Elitist is an American progressive metalcore band from Los Angeles, California, United States, signed to Equal Vision Records. They recorded three EPs and two full-length albums, the final release being a self-titled album Elitist released June 29, 2015. On September 7, 2015 the band announced their breakup after members decided to pursue other creative ventures. On March 2, 2021 they announced their reunion via Twitter along with a teaser of a new song

History

Formation and Caves (2010-2011)
Elitist was founded in April 2010 by guitarist Julian Rodriguez and Jacob Katz, both former members of a previous project called Another Day In Vain. They recorded a demo titled "Principles" which led them to recruit bassist Mike Danese, drummer Robert Platz and second guitarist Sean Hall (also a member of another pre-Elitist project called The Fortune Teller). They recorded and released a five-song EP "Caves".

Earth (2011) 
In early 2011 vocalist Jacob Katz left the band and was replaced by Alex "DeHeart" (Who formed a new project called Subverse and released a song called Hero). The band signed to Blkheart Group, an independent label and management group, and recorded their second EP "Earth".

Reshape Reason (2012)
In January 2012 guitarist Sean Hall left the group to pursue a tattooist career. Shortly after Elitist completed a mini-tour with Impending Doom and Molotov Solution. The band then went on their first major tour as direct support for Scale the Summit. During the tour, drummer Robert Platz left the band to join punk rock group Drive-A. The band continued the rest of the tour with programmed drums created in the tour van by Rodriguez, as well as utilizing ERRA drummer Alex Ballew. On return, The band left Blkheart Group and parted ways with vocalist Alex in pursuit of a new vocal direction. The position was promptly filled by longtime friend of the band Chris Balay. They announced in early spring that they would release a new album entitled Reshape Reason, which was released on September 25 independently in close collaboration with The Anti Campaign.  Bassist Mike Danese stated that with this album, they wanted to combine crowd favorites such as "Caves" and "Specter" from the previous album in order to make Reshape Reason a hit with fans. Reshape Reason ranked number 4 on the iTunes metal charts its first week.

* [Dataset]:
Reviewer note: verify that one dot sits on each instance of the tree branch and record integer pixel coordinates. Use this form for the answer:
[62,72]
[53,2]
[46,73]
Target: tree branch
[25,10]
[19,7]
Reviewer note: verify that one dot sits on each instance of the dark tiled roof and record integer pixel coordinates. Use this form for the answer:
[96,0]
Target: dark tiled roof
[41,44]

---

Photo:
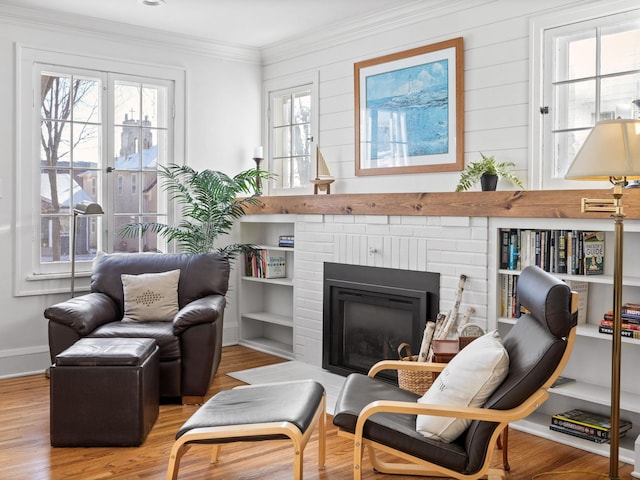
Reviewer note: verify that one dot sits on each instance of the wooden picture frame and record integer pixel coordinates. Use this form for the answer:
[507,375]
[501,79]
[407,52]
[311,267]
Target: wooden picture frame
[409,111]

* * *

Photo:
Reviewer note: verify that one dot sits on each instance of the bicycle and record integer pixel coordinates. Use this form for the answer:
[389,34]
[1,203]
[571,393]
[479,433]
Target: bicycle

* [Work to do]:
1. Reproduce the entire article on the band Elitist word for word.
2. Please pick out each line of the listing that contains the word "dark" and copy those lines.

* [Solutions in order]:
1.
Elitist is an American progressive metalcore band from Los Angeles, California, United States, signed to Equal Vision Records. They recorded three EPs and two full-length albums, the final release being a self-titled album Elitist released June 29, 2015. On September 7, 2015 the band announced their breakup after members decided to pursue other creative ventures. On March 2, 2021 they announced their reunion via Twitter along with a teaser of a new song

History

Formation and Caves (2010-2011)
Elitist was founded in April 2010 by guitarist Julian Rodriguez and Jacob Katz, both former members of a previous project called Another Day In Vain. They recorded a demo titled "Principles" which led them to recruit bassist Mike Danese, drummer Robert Platz and second guitarist Sean Hall (also a member of another pre-Elitist project called The Fortune Teller). They recorded and released a five-song EP "Caves".

Earth (2011) 
In early 2011 vocalist Jacob Katz left the band and was replaced by Alex "DeHeart" (Who formed a new project called Subverse and released a song called Hero). The band signed to Blkheart Group, an independent label and management group, and recorded their second EP "Earth".

Reshape Reason (2012)
In January 2012 guitarist Sean Hall left the group to pursue a tattooist career. Shortly after Elitist completed a mini-tour with Impending Doom and Molotov Solution. The band then went on their first major tour as direct support for Scale the Summit. During the tour, drummer Robert Platz left the band to join punk rock group Drive-A. The band continued the rest of the tour with programmed drums created in the tour van by Rodriguez, as well as utilizing ERRA drummer Alex Ballew. On return, The band left Blkheart Group and parted ways with vocalist Alex in pursuit of a new vocal direction. The position was promptly filled by longtime friend of the band Chris Balay. They announced in early spring that they would release a new album entitled Reshape Reason, which was released on September 25 independently in close collaboration with The Anti Campaign.  Bassist Mike Danese stated that with this album, they wanted to combine crowd favorites such as "Caves" and "Specter" from the previous album in order to make Reshape Reason a hit with fans. Reshape Reason ranked number 4 on the iTunes metal charts its first week.

2.
Reviewer note: verify that one dot sits on each instance of the dark tiled roof and record integer pixel coordinates. Use this form for the answer:
Target: dark tiled roof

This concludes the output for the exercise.